• EXERCISE AIM
Would you restate, exactly as they appear, the lines from the one containing "Note to the class: indicate the dried white" through the end of the data below?

Point-based annotation data
╭──

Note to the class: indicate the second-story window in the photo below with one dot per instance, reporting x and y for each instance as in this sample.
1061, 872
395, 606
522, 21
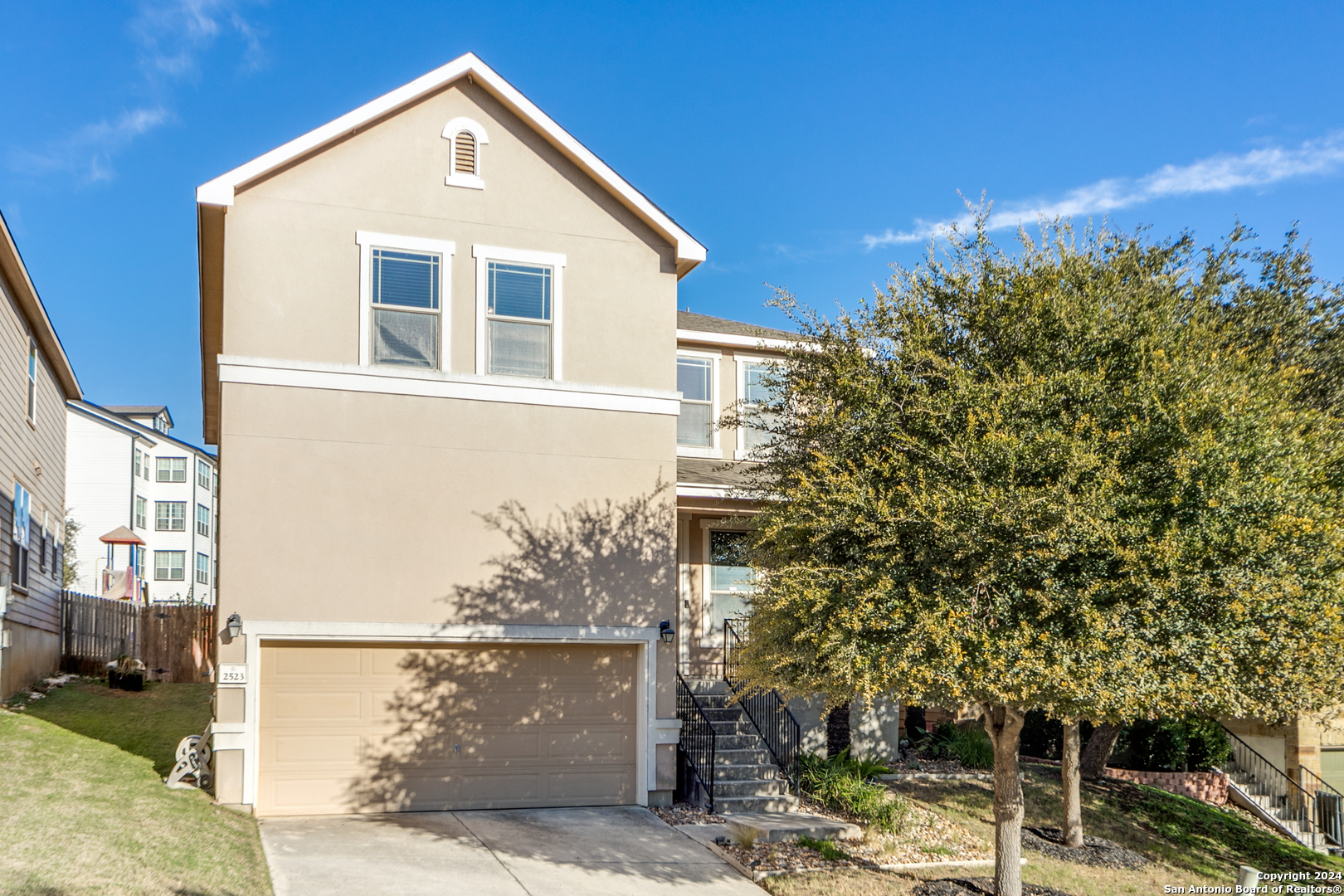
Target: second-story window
519, 319
407, 308
695, 382
171, 516
171, 469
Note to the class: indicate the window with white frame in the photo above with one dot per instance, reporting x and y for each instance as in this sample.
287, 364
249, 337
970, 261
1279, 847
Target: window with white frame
519, 314
728, 582
171, 469
695, 421
757, 388
32, 382
405, 293
171, 516
465, 139
171, 566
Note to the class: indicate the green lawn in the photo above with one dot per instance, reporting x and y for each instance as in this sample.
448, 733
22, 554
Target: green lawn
81, 817
149, 723
1187, 841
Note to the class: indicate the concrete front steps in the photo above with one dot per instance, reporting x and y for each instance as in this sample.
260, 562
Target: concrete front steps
1244, 790
745, 777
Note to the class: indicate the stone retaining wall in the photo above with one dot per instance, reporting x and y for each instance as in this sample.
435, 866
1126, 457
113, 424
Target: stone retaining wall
1205, 786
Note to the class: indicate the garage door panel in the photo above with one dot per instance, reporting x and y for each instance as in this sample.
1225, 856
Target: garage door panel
305, 705
383, 742
305, 661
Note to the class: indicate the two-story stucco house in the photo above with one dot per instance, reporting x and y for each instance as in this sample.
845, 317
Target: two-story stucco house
35, 382
429, 309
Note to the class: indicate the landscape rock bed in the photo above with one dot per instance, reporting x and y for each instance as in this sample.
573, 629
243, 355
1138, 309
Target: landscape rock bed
923, 837
687, 815
1096, 850
977, 887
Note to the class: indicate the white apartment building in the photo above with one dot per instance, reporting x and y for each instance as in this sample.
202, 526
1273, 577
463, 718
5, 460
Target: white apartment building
125, 472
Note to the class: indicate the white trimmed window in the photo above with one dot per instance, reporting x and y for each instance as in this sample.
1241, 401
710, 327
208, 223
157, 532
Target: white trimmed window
171, 469
756, 391
464, 149
403, 295
696, 430
171, 516
728, 582
518, 297
171, 566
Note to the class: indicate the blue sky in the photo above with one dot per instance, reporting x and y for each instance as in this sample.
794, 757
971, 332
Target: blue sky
806, 145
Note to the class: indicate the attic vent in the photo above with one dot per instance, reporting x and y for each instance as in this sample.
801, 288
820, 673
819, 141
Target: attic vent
464, 155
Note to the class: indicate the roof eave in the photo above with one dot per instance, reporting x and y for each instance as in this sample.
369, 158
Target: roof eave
222, 190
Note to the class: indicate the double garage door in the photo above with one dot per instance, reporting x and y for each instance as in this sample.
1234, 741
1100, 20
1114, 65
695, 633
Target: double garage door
396, 728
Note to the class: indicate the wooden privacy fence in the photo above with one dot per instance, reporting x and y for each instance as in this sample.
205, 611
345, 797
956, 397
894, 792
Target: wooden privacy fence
173, 640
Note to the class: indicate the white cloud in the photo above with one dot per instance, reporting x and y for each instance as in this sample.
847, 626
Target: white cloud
1213, 175
171, 35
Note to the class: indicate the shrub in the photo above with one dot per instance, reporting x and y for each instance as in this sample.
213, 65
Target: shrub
968, 744
1174, 744
827, 848
839, 783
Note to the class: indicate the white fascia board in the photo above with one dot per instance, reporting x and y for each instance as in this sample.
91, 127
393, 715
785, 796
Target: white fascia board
353, 377
221, 190
735, 340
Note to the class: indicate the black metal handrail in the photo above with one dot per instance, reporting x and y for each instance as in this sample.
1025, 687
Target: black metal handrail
699, 739
1289, 798
780, 731
1329, 805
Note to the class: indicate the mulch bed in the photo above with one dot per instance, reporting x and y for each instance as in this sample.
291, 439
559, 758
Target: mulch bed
1096, 850
977, 887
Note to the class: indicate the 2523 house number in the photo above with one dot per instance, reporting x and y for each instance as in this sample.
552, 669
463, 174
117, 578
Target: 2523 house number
233, 674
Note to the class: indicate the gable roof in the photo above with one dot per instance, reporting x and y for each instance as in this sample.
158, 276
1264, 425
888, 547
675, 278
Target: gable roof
222, 190
30, 305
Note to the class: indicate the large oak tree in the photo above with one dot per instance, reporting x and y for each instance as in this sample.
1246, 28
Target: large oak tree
1064, 479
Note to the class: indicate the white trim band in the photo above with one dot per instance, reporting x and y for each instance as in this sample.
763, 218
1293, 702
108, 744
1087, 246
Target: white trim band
509, 390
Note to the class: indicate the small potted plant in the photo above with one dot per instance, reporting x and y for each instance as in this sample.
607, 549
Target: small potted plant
127, 674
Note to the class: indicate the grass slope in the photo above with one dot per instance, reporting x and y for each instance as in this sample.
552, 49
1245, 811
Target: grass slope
85, 818
1188, 843
149, 723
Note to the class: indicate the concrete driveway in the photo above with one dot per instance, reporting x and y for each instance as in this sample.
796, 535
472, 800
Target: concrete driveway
537, 852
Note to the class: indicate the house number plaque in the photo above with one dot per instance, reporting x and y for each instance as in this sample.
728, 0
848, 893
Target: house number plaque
233, 674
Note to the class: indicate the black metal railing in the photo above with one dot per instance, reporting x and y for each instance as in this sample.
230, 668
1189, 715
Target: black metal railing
780, 731
1329, 806
1296, 807
698, 743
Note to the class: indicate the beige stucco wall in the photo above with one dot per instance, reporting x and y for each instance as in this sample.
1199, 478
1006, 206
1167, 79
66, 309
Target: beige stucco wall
292, 264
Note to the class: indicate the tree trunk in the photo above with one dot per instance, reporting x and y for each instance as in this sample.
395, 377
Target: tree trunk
1004, 728
838, 730
1071, 781
1098, 751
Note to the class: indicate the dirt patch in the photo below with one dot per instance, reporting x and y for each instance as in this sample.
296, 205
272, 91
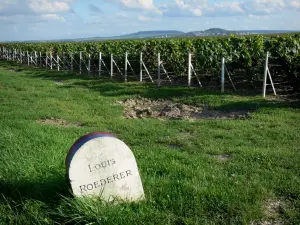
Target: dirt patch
223, 157
14, 70
174, 146
60, 122
146, 108
59, 82
272, 210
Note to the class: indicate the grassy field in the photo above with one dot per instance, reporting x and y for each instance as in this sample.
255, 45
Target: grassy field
243, 171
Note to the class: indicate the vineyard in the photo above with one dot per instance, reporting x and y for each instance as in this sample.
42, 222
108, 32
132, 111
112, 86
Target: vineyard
168, 60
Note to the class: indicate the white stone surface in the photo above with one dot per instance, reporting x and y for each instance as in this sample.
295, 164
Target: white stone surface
105, 167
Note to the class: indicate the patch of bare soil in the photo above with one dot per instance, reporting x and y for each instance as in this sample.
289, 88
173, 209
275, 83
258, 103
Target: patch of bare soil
14, 70
59, 82
272, 210
223, 157
60, 122
166, 109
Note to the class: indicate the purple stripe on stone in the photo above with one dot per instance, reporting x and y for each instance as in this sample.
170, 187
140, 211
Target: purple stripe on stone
81, 141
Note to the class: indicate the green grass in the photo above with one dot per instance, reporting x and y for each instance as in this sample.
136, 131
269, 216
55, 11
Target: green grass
186, 185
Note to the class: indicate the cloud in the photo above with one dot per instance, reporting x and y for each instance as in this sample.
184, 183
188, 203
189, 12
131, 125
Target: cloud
146, 5
146, 19
190, 8
29, 7
94, 9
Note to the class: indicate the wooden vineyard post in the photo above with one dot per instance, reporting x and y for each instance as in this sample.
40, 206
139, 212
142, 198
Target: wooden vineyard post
189, 69
126, 66
100, 63
80, 62
141, 67
89, 64
223, 75
158, 69
111, 65
57, 59
265, 75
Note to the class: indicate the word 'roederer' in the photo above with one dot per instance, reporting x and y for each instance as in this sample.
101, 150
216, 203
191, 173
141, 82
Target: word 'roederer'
102, 182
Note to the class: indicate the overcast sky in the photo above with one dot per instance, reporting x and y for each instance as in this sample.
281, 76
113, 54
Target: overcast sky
57, 19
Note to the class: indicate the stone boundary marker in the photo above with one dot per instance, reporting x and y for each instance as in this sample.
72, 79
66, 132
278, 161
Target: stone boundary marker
101, 165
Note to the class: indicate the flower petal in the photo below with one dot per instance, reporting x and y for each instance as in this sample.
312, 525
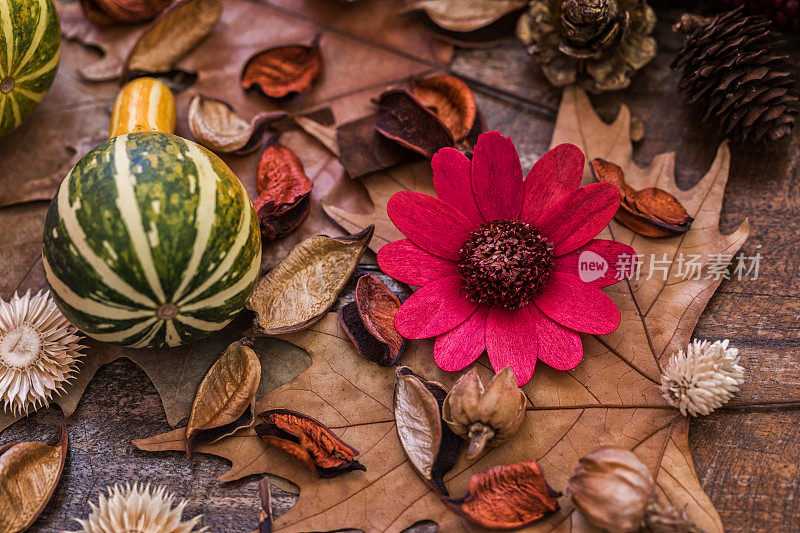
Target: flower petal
407, 262
578, 217
511, 340
556, 174
429, 222
578, 305
559, 347
496, 177
600, 263
463, 344
434, 309
451, 179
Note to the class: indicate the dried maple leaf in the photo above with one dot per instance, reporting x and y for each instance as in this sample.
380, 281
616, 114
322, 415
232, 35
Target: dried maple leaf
611, 398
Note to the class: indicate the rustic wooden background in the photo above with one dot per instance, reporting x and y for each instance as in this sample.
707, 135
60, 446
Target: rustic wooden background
746, 457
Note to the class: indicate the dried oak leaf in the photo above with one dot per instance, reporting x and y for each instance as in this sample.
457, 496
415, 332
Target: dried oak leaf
301, 288
284, 70
29, 474
469, 23
171, 36
108, 12
369, 321
429, 443
283, 192
215, 125
507, 497
225, 398
308, 441
651, 212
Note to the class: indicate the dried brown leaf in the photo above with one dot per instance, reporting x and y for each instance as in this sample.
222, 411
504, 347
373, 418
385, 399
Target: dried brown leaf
430, 445
308, 441
29, 474
284, 70
507, 497
301, 288
171, 36
224, 401
215, 125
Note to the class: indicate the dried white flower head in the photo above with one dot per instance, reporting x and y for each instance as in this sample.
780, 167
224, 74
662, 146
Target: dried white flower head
39, 352
703, 378
138, 509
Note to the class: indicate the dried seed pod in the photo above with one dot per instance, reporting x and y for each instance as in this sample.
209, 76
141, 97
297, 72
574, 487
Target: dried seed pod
29, 474
309, 441
507, 497
281, 71
428, 442
611, 488
284, 192
485, 416
369, 321
225, 398
651, 212
301, 288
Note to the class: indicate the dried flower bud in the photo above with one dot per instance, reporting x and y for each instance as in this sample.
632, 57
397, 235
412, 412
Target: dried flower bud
703, 378
485, 416
611, 488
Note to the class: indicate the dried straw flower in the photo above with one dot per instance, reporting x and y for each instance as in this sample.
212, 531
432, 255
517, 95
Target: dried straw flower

╰──

• FULL OUTPUT
Note to the class: indicate the dried white flower head in the photo above with one dot per instance, reporting x and y for each instance as in this sample.
780, 167
224, 74
662, 146
Target: dried white flower head
39, 352
703, 378
138, 509
Note to the class: indicate the dried seed pod in the photo above with one dot per instance, reporting x and y for each instance as in this sample.
209, 76
141, 97
297, 72
574, 487
Target: dried seed pod
29, 474
309, 441
507, 497
281, 71
428, 442
611, 488
284, 192
485, 416
369, 321
225, 398
651, 212
301, 288
Note to the class: indicate the dried flower bud in the photo above with one dot per instance, reporting x and y for each instance as in this sample.
632, 57
397, 235
412, 412
Target: dried flower bud
703, 378
485, 416
611, 488
Note to the class: indicate the dried straw flower in the photo above with one dot per instance, reporting x and y for each instance as in this sample.
212, 531
432, 255
517, 95
Target: dried straw flower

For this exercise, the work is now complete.